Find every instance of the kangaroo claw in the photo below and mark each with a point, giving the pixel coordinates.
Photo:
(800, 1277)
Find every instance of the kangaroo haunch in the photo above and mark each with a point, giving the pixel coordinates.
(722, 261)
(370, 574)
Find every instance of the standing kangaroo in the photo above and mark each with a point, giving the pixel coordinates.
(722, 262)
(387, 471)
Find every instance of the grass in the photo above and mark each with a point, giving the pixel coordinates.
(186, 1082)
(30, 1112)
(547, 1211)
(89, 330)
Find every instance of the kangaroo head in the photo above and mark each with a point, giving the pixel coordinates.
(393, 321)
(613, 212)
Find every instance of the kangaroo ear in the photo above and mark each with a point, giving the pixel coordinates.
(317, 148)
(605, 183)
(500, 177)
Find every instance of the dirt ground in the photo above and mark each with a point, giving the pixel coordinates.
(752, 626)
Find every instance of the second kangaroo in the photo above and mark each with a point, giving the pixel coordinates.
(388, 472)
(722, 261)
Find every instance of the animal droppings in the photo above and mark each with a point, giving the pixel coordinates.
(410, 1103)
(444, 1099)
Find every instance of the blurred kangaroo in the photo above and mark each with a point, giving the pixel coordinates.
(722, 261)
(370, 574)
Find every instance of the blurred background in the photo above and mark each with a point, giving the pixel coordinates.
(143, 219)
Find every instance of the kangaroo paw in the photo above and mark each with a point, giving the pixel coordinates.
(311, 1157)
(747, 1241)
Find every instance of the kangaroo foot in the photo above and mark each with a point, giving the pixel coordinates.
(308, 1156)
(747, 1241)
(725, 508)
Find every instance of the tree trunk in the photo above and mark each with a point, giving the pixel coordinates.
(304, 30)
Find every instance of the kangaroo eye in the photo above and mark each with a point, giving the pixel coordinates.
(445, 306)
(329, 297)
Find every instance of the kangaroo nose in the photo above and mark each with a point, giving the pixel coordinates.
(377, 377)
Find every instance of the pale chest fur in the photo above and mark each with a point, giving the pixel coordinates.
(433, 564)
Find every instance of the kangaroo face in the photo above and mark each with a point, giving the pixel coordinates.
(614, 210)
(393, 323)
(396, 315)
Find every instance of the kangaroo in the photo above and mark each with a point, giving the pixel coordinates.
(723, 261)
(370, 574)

============================================================

> _Aim of the task_
Can you reproduce all of the material above with "pixel coordinates" swapped for "x and y values" in every spot, leaving everything else untouched?

> _Final answer_
Find every instance of the kangaroo claw in the photo below and mark each with a point, giving the x and y values.
Photo:
(800, 1277)
Find every instance of the kangaroo haunch in the photo above and mark each with a point, giving the x and y values.
(722, 261)
(370, 574)
Find every instance of the standing kangaroo in the photo above and mark each with a point, giving the x and y values.
(722, 262)
(387, 471)
Find every instance of the grass in the photo above and mark each with a point, giving the x and y values.
(186, 1082)
(30, 1112)
(547, 1211)
(89, 330)
Find every instance of the kangaroo head in the photo above and mark each with a point, giving the x and y values.
(393, 321)
(613, 212)
Find every instance of the kangaroo ear in the photo above and mark each with a point, giving the x and y values.
(317, 148)
(605, 183)
(500, 177)
Find every instance of the dirt ground in the photo above and mark each with a point, giving the x and y values.
(752, 626)
Find every instance of the second kangaroo in the photo above and mark each with a point, giving the x and y values.
(388, 472)
(722, 261)
Find every instance of the animal droppings in the photo above and mark each with a point, giving the x and y values.
(410, 1103)
(444, 1099)
Find every instance of the blurred kangaroo in the photo above and mark each with a point, giving the x and y values.
(722, 261)
(370, 574)
Find every instance of the blurred background in the photo above and mark each with a point, giving the x and y values.
(143, 219)
Find every instance of the kangaroo paw in the photo above and mark each with a point, giving the x and y values.
(311, 1157)
(747, 1241)
Find every instance of the kangaroo foot in the photo above and mark each with a point, giving the x and y values.
(308, 1156)
(747, 1241)
(725, 508)
Find every instance of the tree trunk in the photo above and mark each with a point, giving the x and y values.
(304, 30)
Find every instance of the kangaroo eye in the photo above and mark each with a point, giving the x and y values.
(445, 306)
(329, 297)
Find every instance of the kangaroo nose in the photo above and mark each with a point, giving the x and y values.
(377, 377)
Find every instance of the pale chest fur in the photo above and mark each with a point, giving the x and y values.
(433, 564)
Find every instance of the kangaroo face in the photo above and mark each with a point, giving the x and y values.
(614, 210)
(393, 323)
(396, 315)
Find every instance of the kangaroo in the photo above and mark each with a point, giving the x and y values.
(723, 261)
(370, 574)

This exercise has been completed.